Exercise
Convert every line of the material below into a Markdown table with two columns, Index for the row number and Entry for the line itself, leaving out any blank lines.

------ Dataset extract

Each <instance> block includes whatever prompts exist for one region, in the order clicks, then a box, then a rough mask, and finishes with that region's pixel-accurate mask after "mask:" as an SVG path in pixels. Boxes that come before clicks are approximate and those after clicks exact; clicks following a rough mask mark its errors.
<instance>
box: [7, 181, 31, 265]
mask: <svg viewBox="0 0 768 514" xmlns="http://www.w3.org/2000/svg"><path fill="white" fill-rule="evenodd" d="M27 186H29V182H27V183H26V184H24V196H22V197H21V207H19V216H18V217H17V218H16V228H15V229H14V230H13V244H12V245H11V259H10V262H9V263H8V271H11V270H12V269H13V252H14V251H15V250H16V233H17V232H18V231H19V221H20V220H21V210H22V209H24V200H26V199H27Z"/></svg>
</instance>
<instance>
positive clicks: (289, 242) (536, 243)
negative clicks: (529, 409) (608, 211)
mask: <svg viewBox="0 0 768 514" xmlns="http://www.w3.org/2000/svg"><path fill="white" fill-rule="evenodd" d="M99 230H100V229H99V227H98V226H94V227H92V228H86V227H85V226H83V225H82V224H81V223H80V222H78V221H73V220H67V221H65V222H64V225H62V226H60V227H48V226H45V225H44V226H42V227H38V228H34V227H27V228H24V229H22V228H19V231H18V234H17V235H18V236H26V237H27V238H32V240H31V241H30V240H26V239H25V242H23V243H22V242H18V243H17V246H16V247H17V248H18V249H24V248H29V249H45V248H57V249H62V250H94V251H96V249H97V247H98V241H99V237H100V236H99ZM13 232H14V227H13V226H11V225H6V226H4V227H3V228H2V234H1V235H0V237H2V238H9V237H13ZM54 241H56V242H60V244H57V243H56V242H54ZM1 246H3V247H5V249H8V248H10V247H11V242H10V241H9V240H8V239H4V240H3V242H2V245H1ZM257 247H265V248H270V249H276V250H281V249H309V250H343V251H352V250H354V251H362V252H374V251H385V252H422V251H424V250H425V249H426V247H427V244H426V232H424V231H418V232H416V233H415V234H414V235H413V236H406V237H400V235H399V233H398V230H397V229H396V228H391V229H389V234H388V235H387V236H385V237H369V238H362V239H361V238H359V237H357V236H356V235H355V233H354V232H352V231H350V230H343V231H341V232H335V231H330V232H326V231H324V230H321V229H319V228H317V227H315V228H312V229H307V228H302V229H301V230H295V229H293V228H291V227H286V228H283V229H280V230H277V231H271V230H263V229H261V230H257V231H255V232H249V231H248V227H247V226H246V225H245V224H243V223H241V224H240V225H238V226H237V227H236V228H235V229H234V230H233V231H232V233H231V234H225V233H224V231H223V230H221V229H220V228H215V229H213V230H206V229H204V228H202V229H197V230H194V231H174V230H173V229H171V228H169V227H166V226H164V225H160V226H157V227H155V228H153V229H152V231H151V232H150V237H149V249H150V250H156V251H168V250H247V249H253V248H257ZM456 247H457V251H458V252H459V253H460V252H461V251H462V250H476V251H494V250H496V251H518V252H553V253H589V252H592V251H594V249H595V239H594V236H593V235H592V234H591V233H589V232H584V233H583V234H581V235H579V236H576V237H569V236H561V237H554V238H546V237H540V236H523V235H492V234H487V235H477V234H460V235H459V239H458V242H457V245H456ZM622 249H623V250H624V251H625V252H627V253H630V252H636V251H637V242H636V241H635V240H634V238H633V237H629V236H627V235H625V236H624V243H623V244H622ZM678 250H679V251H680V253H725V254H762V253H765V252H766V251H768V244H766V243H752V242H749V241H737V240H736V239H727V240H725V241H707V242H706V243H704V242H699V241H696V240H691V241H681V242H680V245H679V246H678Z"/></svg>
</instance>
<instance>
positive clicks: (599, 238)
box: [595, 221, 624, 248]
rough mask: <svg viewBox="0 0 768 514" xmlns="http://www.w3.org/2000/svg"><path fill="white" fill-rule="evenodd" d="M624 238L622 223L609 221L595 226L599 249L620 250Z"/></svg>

------------

Response area
| Index | Entry |
|---|---|
| 1 | Each <instance> block includes whatever prompts exist for one region, in the order clicks, then a box, then a rough mask, and finishes with that region's pixel-accurate mask after "mask:" as an SVG path in pixels. Boxes that come before clicks are approximate and those after clicks exact; clicks following a rough mask mark its errors. |
| 2 | <instance> |
| 3 | box: [7, 181, 31, 265] |
| 4 | mask: <svg viewBox="0 0 768 514" xmlns="http://www.w3.org/2000/svg"><path fill="white" fill-rule="evenodd" d="M27 186H29V182H27V183H26V184H24V196H22V197H21V207H19V216H18V217H17V218H16V228H15V229H14V230H13V244H12V245H11V259H10V262H9V263H8V271H11V270H12V269H13V252H14V251H15V250H16V233H17V232H18V231H19V221H20V220H21V210H22V209H24V200H26V199H27Z"/></svg> |
| 5 | </instance> |
| 6 | <instance> |
| 7 | positive clicks: (289, 242) (536, 243) |
| 8 | negative clicks: (529, 409) (608, 211) |
| 9 | mask: <svg viewBox="0 0 768 514" xmlns="http://www.w3.org/2000/svg"><path fill="white" fill-rule="evenodd" d="M99 230H100V229H99V227H98V226H94V227H92V228H86V227H85V226H83V225H82V224H81V223H80V222H78V221H73V220H67V221H65V222H64V225H62V226H60V227H48V226H45V225H44V226H42V227H38V228H34V227H27V228H24V229H22V228H19V231H18V234H17V235H18V236H26V237H27V238H32V240H31V241H30V240H26V239H25V242H23V243H22V242H18V243H17V246H16V247H17V248H18V249H24V248H29V249H45V248H57V249H62V250H94V251H96V249H97V247H98V241H99V237H100V236H99ZM13 232H14V227H13V226H11V225H6V226H4V227H3V228H2V234H1V235H0V237H2V238H9V237H13ZM54 241H56V242H60V244H57V243H56V242H54ZM1 246H3V247H5V249H8V248H10V247H11V242H10V241H9V240H8V239H4V240H3V242H2V245H1ZM257 247H265V248H270V249H276V250H281V249H309V250H343V251H352V250H354V251H362V252H374V251H385V252H422V251H424V250H425V249H426V247H427V244H426V232H424V231H418V232H416V233H415V234H414V235H413V236H406V237H400V235H399V233H398V230H397V229H396V228H391V229H389V234H388V235H387V236H385V237H369V238H362V239H361V238H359V237H357V236H356V235H355V233H354V232H352V231H350V230H343V231H341V232H335V231H330V232H326V231H324V230H321V229H319V228H317V227H315V228H312V229H307V228H302V229H301V230H295V229H293V228H291V227H286V228H283V229H280V230H277V231H271V230H263V229H261V230H257V231H255V232H249V231H248V227H247V226H246V225H245V224H243V223H241V224H240V225H238V226H237V227H236V228H235V229H234V230H233V231H232V233H231V234H225V233H224V231H223V230H221V229H220V228H215V229H213V230H206V229H204V228H202V229H197V230H194V231H174V230H173V229H171V228H169V227H166V226H164V225H160V226H157V227H155V228H153V229H152V231H151V232H150V237H149V249H150V250H156V251H168V250H247V249H253V248H257ZM456 247H457V251H458V252H459V253H460V252H461V251H462V250H476V251H494V250H496V251H518V252H553V253H589V252H592V251H594V249H595V239H594V236H593V235H592V234H591V233H589V232H584V233H583V234H581V235H579V236H576V237H569V236H561V237H554V238H546V237H540V236H523V235H492V234H487V235H477V234H460V235H459V239H458V242H457V245H456ZM622 249H623V250H624V251H625V252H627V253H630V252H636V251H637V242H636V241H635V240H634V238H633V237H629V236H627V235H625V236H624V243H623V244H622ZM678 250H679V251H680V253H725V254H762V253H765V252H766V251H768V244H766V243H752V242H749V241H737V240H736V239H727V240H725V241H707V242H706V243H704V242H699V241H696V240H691V241H681V242H680V245H679V246H678Z"/></svg> |
| 10 | </instance> |
| 11 | <instance> |
| 12 | positive clicks: (599, 238) |
| 13 | box: [595, 221, 624, 248] |
| 14 | rough mask: <svg viewBox="0 0 768 514" xmlns="http://www.w3.org/2000/svg"><path fill="white" fill-rule="evenodd" d="M624 238L622 223L609 221L595 226L599 249L620 250Z"/></svg> |